--- Begin Available data ---
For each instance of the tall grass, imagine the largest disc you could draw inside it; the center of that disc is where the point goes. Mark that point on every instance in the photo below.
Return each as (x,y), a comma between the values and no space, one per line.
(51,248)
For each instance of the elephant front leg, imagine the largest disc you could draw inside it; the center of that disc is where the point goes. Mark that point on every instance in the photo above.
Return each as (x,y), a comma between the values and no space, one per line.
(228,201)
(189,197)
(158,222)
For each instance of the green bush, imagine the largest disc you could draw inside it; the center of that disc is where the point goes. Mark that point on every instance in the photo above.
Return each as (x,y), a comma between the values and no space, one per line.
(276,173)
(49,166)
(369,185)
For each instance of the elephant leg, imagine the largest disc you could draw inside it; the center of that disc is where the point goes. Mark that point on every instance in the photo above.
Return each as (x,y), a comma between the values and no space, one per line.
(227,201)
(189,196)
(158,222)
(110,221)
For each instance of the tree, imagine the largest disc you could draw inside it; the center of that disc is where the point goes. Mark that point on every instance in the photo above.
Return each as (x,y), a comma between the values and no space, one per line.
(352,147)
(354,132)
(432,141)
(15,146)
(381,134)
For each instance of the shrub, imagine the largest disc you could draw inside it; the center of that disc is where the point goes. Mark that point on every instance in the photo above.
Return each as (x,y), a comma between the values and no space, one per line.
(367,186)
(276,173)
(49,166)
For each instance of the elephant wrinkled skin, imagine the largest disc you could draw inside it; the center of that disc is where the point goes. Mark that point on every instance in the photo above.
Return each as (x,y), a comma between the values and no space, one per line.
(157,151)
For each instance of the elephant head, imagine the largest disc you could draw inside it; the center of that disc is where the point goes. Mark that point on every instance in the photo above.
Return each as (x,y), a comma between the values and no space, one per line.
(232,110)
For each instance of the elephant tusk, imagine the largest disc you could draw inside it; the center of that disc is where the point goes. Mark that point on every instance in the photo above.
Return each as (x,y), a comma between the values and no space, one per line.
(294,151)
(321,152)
--- End Available data ---
**What the task asks**.
Reproduce the whole listing above word for word, from its first line through its last.

**Output of the exercise**.
For each instance of the tall grass, imagine the largest disc you could draw inside it; the center of that disc is where the point goes. Mark that point on every instance in the photo below.
Return each as (x,y), a comma between the values and no space, one per line.
(51,248)
For each instance of the elephant front leg, imagine the largest disc you could draw inside it; the center of that disc is where the point goes. Mark that point on every instance in the photo above.
Return each as (x,y), a comma between the values and no space, one per line.
(228,201)
(189,197)
(158,222)
For each instance of the green bush, imagine the largest disc you could draw inside it; the center of that disc is where the point goes. Mark that point on every instance in the photo above.
Return each as (x,y), a comma between the values and no space, one per line.
(276,173)
(49,166)
(369,185)
For each instance of the elephant leg, imagine the largest disc you could draw inside it; the center of that disc is where the point goes. Mark that point on every instance in the photo above.
Return each as (x,y), a comma between the values and no space, one per line.
(227,201)
(189,196)
(158,222)
(110,221)
For each instance of the tree, imagine the largest disc you could draw inside it; the center of that disc is where the point goes. Mark that point on every instance in the photo above.
Return each as (x,y), a comma between the values and no space, one per line.
(352,147)
(354,132)
(432,141)
(15,146)
(381,134)
For each instance of the shrub, imagine the largest disc you could draw inside it; the center of that disc is where the point goes. Mark that point on every instance in the photo above.
Return each as (x,y), a comma between the values and no space, one per line.
(367,186)
(276,173)
(49,166)
For each instance of the elephant wrinkled skin, imagine the largest disc you could draw inside it; the center of that disc is where the point goes. Mark that point on every instance in the photo above.
Return each as (x,y), a comma between the values and no space, one per line.
(157,151)
For each instance of the elephant head, imagine the largest disc you could draw inside it; the center of that disc is where the point goes. Mark that point on every instance in the photo above.
Return each as (x,y), a comma between the values and no space, one per line.
(232,110)
For each instance of the elephant tusk, imagine the largest disc you could draw inside it; the center of that disc is where the point goes. Mark that point on every instance in the photo above.
Return each as (x,y), a comma between the values and no space, one per line.
(294,151)
(321,152)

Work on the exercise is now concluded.